- GIVEN PROBLEM: Present the records below as a Markdown table with two columns, No. and Line, giving each nonblank line its own numbered row and skipping blank lines. Leave any pictures out of the table.

- ENTRIES:
══════

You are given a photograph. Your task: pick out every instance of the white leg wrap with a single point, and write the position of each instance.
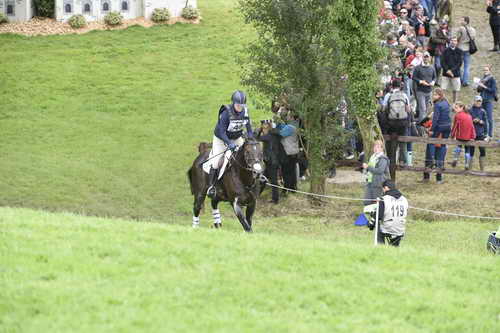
(216, 216)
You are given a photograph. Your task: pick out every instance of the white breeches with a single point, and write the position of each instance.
(218, 146)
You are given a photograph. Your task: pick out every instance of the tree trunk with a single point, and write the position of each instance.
(317, 163)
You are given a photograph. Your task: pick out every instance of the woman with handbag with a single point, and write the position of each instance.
(466, 42)
(487, 88)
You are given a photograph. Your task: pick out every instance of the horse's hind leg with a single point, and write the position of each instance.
(241, 217)
(198, 204)
(216, 214)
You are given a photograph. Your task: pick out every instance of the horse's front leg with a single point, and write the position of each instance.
(249, 213)
(216, 214)
(241, 217)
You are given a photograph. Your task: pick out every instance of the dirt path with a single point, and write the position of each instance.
(46, 26)
(479, 19)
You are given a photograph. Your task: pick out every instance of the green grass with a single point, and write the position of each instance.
(107, 123)
(67, 273)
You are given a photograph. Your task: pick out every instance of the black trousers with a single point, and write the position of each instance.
(391, 239)
(271, 173)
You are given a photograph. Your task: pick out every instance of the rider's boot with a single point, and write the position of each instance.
(212, 178)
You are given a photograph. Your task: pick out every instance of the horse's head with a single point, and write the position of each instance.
(252, 153)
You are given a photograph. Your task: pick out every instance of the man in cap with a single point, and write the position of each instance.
(393, 209)
(451, 62)
(424, 77)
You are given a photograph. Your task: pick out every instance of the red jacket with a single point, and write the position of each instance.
(463, 127)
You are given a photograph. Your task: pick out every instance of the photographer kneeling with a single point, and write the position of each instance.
(274, 154)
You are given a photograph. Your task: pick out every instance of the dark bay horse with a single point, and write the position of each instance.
(239, 185)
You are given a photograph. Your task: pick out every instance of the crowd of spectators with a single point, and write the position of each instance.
(283, 150)
(429, 60)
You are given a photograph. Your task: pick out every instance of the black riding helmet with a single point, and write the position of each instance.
(239, 97)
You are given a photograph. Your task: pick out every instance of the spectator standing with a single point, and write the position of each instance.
(376, 171)
(397, 112)
(465, 34)
(487, 87)
(424, 77)
(451, 62)
(421, 24)
(463, 130)
(274, 155)
(445, 11)
(435, 154)
(439, 39)
(480, 121)
(393, 209)
(493, 8)
(290, 142)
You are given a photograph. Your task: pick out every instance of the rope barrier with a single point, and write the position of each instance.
(375, 200)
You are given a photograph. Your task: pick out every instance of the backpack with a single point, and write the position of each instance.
(397, 106)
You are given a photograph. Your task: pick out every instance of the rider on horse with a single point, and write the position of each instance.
(228, 133)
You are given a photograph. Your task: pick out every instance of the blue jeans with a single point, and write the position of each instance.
(465, 73)
(436, 154)
(437, 66)
(488, 107)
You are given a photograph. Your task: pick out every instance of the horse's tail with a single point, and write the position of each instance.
(190, 177)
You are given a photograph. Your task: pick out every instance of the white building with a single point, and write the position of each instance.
(23, 10)
(17, 10)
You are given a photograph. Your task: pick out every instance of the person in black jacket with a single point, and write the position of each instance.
(494, 10)
(274, 155)
(451, 62)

══════

- RESULT OF THIS EXERCISE:
| No. | Line |
|---|---|
| 1 | You are given a photograph. Your task: pick out every instance of the white leg wrap with a single point, and write the position of each instance. |
| 2 | (216, 216) |
| 3 | You are given a photograph. Your task: pick out every instance of the white breeches with a single point, and write the position of each instance. |
| 4 | (218, 146) |
| 5 | You are given a photograph. Your task: pick out every instance of the tree trunk with a single point, and write the position of each instance. |
| 6 | (317, 163) |
| 7 | You are given a photograph. Your task: pick out every instance of the woman with handbag with a single point, and write the position of each instance. |
| 8 | (466, 42) |
| 9 | (487, 88) |
| 10 | You are given a photograph. Your task: pick out every instance of the horse's hind leg with a single point, and write the position of each instance. |
| 11 | (241, 217) |
| 12 | (198, 204) |
| 13 | (216, 214) |
| 14 | You are given a photograph. Your task: pick out every instance of the horse's front leg with a single point, and write the position of each instance. |
| 15 | (249, 213) |
| 16 | (216, 214) |
| 17 | (241, 217) |
| 18 | You are given a photograph. Your task: pick out every instance of the dirt path with a single point, and write the position of each instance. |
| 19 | (46, 26) |
| 20 | (479, 19) |
| 21 | You are given a photograph. Your task: pick out every instance of the green grass with a single point, and write the position of each instance. |
| 22 | (107, 123) |
| 23 | (67, 273) |
| 24 | You are given a photograph. Your task: pick out every instance of the black trousers with a single point, and write the position of each instance. |
| 25 | (391, 239) |
| 26 | (271, 173) |
| 27 | You are given a photograph. Your task: pick out every instance of the rider's boot with a single point, and write the position of each instance. |
| 28 | (212, 178) |
| 29 | You are given a photograph. Your task: pick out every instance of the horse's head with a single point, and write the position of each instance. |
| 30 | (252, 153) |
| 31 | You are given a photograph. Your task: pick out every instance of the man in cap with a single point, and write the position of each instance. |
| 32 | (393, 209) |
| 33 | (451, 62) |
| 34 | (424, 77) |
| 35 | You are given a photograph. Your task: pick out every instance of the red jacket with a single point, and write the position of each instance. |
| 36 | (463, 127) |
| 37 | You are given a photograph. Your task: pick out every instance of the photographer kneeling with a single point, and write the position of each instance. |
| 38 | (274, 154) |
| 39 | You are given a photograph. Your task: pick out every instance of the dark bay horse with a single point, and write the position of each instance. |
| 40 | (239, 185) |
| 41 | You are given a photograph. Your task: pick out every instance of the crowd of spectators with a single point, and write the position of each instance. |
| 42 | (283, 150) |
| 43 | (429, 60) |
| 44 | You are given a photograph. Your task: pick out every instance of the black riding helmet with a single point, and write the position of each instance. |
| 45 | (239, 97) |
| 46 | You are given a photograph. Your task: pick out every instance of the spectator standing with a single point, and write the position of each instance. |
| 47 | (376, 171) |
| 48 | (397, 112) |
| 49 | (465, 34) |
| 50 | (487, 87) |
| 51 | (424, 77) |
| 52 | (451, 62) |
| 53 | (421, 24) |
| 54 | (463, 130) |
| 55 | (274, 155) |
| 56 | (445, 11) |
| 57 | (435, 154) |
| 58 | (439, 39) |
| 59 | (480, 121) |
| 60 | (393, 209) |
| 61 | (493, 8) |
| 62 | (290, 142) |
| 63 | You are given a photograph. Your task: pick out every instance of the rope barrier with a single point, and write the position of each instance. |
| 64 | (375, 200) |
| 65 | You are given a photograph. Your task: pick out every instance of the backpack with a single point, and write the position of each instance. |
| 66 | (397, 106) |
| 67 | You are given a photograph. Your task: pick out every instance of the rider on horse with a single point, and write the position of each instance. |
| 68 | (228, 133) |
| 69 | You are given a photograph. Your task: pick out every instance of the blue jeans with a single point, and write the position of each instance. |
| 70 | (465, 73) |
| 71 | (436, 154) |
| 72 | (437, 66) |
| 73 | (488, 107) |
| 74 | You are given a photograph. Your task: pick out every instance of the horse's tail with a single point, and write the position of each instance. |
| 75 | (190, 177) |
| 76 | You are given a photograph. Your task: pick out every instance of the white building with a single point, and write the position of each instance. |
| 77 | (23, 10) |
| 78 | (17, 10) |
| 79 | You are given a photograph. Your task: pick out every instance of the person in black jacket with a single point, and write the position of each instance. |
| 80 | (494, 10) |
| 81 | (274, 155) |
| 82 | (451, 62) |